— Testo mostrato —

──────────────────────────────

(Lettera Napoletana) Per una contraddizione solo apparente, gli stessi gruppi e gli stessi personaggi che stanno animando la protesta sulla “Terra dei Fuochi” (area dell’entroterra a Nord di Napoli dove sono stati effettuati per anni sversamenti di rifiuti tossici) si sono indignati per la pubblicazione di un rapporto della Us Navy (Marina militare degli Stati Uniti) sulla qualità dell’acqua nel napoletano, pubblicato da L’Espresso (21.11.2013).
Il settimanale, appartenente al gruppo del finanziere e lobbysta Carlo De Benedetti, è noto per le sue campagne scandalistiche e gode di scarsa attendibilità, ma in questo caso si è limitato a pubblicare ampie parti di uno studio commissionato e condotto da terzi e consegnato, senza che vi fosse alcuna reazione significativa, alle autorità politiche nazionali e locali nel 2009. Lo studio della Marina americana (“Naples Health Awareness“) fu inviato all’Ispra,Istituto superiore per la protezione e la ricerca ambientale, organo del Ministero per l’Ambiente ed alla Regione Campania. L’Ispra – secondo fonti della Marina Usa citate dal settimanale – dichiarò di voler costituire una commissione tecnica insieme agli americani. “Ma poi non hanno dato seguito alla proposta” (L’Espresso, 21.11.2013).

──────────────────────────────

— Problema A —
Quali righe dei record contengono la stringa "broken"? Estraile tutte.

Esempi di etichettatura con punti
──────────────────────────────

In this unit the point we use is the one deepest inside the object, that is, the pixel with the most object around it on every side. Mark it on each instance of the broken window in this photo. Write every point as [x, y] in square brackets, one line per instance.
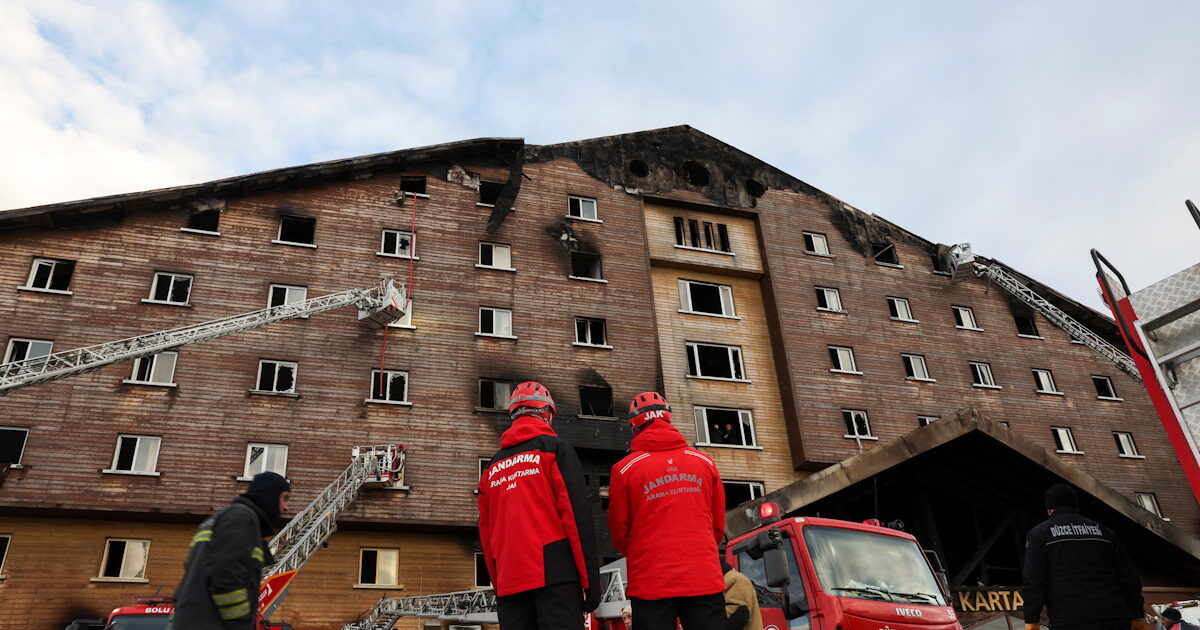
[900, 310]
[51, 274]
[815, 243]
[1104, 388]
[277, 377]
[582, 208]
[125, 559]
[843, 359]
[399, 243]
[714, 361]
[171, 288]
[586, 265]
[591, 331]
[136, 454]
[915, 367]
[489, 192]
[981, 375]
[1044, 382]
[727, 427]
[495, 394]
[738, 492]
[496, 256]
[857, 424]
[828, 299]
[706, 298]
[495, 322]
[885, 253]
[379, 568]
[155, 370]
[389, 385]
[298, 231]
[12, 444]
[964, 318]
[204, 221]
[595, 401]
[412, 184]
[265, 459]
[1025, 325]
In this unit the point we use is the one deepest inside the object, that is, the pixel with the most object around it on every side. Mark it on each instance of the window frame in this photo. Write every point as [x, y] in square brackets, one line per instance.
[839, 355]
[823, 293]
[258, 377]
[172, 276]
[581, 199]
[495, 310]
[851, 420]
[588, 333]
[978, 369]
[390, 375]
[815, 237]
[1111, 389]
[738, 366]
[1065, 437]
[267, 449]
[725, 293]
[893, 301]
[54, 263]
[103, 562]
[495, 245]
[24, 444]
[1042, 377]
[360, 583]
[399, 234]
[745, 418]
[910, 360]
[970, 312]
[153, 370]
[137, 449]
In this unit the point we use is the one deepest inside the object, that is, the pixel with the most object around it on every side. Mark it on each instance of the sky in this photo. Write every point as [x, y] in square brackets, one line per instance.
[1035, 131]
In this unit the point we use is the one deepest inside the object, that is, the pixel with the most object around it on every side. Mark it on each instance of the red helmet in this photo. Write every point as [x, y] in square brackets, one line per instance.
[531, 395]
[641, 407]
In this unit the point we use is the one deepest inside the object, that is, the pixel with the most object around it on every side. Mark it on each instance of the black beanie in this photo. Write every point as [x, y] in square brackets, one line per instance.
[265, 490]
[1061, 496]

──────────────────────────────

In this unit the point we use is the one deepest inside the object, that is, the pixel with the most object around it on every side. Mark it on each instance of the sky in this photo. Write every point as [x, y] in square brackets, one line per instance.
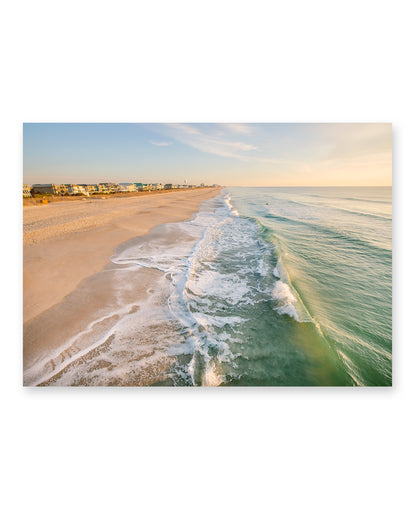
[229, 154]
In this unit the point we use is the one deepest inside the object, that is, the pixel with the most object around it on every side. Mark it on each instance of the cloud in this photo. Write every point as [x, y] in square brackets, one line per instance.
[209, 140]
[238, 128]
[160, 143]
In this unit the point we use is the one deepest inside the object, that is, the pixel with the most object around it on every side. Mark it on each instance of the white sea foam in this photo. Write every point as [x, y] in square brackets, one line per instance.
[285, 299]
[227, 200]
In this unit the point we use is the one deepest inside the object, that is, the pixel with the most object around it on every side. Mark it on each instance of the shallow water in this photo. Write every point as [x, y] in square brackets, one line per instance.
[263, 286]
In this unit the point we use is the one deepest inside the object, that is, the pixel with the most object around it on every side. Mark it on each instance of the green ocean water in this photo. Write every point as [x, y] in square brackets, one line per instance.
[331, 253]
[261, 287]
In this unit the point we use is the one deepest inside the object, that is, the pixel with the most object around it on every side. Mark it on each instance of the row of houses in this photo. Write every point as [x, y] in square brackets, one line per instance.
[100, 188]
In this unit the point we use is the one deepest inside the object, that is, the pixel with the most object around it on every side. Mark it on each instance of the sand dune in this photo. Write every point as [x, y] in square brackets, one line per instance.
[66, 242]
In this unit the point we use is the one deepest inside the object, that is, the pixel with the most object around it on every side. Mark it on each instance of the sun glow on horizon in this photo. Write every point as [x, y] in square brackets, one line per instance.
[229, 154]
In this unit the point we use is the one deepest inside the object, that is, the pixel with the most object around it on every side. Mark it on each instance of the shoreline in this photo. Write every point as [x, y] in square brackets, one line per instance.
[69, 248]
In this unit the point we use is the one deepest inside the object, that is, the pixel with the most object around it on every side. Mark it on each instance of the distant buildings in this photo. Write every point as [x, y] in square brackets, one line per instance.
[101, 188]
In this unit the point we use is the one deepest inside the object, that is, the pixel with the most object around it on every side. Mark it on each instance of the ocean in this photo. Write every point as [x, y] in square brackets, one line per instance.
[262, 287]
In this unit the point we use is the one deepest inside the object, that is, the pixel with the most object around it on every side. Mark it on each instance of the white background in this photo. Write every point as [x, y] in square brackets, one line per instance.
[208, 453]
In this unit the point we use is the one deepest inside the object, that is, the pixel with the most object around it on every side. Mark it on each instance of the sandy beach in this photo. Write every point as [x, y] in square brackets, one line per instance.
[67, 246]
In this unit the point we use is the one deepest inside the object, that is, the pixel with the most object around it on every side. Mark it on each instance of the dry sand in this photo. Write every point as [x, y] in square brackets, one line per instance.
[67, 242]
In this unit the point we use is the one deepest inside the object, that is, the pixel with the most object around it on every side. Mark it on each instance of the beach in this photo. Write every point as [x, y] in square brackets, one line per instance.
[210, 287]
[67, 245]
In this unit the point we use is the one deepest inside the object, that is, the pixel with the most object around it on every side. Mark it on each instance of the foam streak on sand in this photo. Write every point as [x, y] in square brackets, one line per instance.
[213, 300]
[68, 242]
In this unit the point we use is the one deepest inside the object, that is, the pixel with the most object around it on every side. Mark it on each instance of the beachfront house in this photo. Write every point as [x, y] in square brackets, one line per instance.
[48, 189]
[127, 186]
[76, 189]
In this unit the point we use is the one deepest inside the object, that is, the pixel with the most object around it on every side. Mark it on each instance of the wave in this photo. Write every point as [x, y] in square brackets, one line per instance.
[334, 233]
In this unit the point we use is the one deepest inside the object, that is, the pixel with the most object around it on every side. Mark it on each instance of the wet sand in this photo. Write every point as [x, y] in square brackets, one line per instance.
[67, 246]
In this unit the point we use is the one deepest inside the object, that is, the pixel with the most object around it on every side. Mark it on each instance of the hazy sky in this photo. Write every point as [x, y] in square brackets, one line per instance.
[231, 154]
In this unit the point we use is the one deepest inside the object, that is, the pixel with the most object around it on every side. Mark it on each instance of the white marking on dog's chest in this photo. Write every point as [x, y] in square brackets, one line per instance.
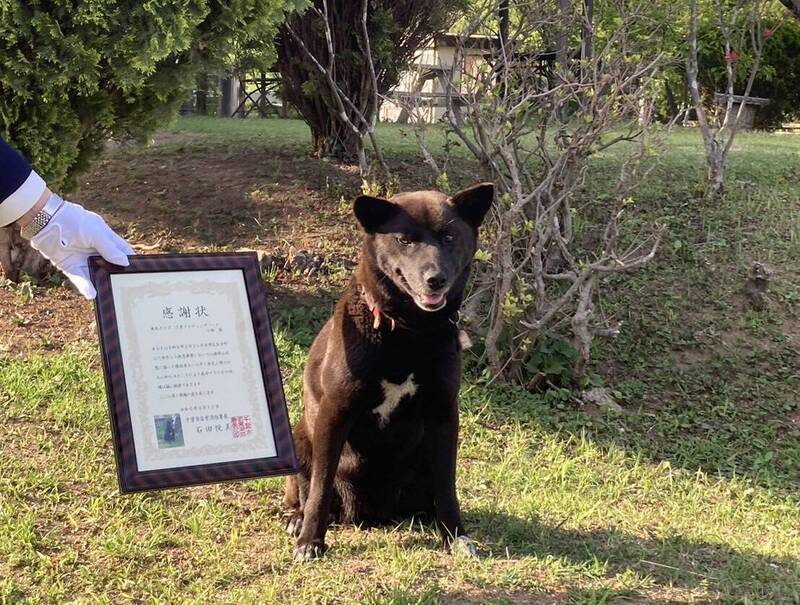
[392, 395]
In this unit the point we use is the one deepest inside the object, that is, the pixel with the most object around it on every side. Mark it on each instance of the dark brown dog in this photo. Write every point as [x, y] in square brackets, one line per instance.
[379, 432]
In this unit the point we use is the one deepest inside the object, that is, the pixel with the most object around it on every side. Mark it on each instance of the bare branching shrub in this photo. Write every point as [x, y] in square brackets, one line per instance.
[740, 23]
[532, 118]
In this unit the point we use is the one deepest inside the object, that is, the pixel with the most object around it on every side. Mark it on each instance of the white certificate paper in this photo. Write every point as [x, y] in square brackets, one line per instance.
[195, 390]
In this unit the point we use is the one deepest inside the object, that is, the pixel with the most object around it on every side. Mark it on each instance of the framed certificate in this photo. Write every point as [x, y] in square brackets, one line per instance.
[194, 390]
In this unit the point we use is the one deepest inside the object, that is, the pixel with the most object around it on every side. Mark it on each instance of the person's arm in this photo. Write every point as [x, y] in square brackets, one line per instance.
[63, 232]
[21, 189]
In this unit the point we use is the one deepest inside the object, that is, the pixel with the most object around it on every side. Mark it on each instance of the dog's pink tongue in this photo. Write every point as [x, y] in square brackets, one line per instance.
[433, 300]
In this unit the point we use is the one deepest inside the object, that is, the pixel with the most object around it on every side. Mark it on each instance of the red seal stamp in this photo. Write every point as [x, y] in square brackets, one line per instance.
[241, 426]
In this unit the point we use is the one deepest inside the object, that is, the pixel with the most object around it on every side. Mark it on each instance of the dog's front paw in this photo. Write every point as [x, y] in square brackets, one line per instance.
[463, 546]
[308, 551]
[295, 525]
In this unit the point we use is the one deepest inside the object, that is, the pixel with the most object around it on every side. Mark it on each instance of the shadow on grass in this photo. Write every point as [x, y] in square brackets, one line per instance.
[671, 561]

──────────────────────────────

— Problema B —
Quali istituzioni pubbliche, italiane o straniere, compaiono nel testo sul rapporto della Us Navy? Elencale tutte.

— Risultato A —
In this unit the point we use is the one deepest inside the object, that is, the pixel with the most object around it on every side. Mark it on each instance of the broken window in this photo. Write every point as [x, y] in square brackets, one line per instance.

— Risultato B —
- Us Navy (Marina militare degli Stati Uniti)
- Ispra, Istituto superiore per la protezione e la ricerca ambientale
- Ministero per l'Ambiente
- Regione Campania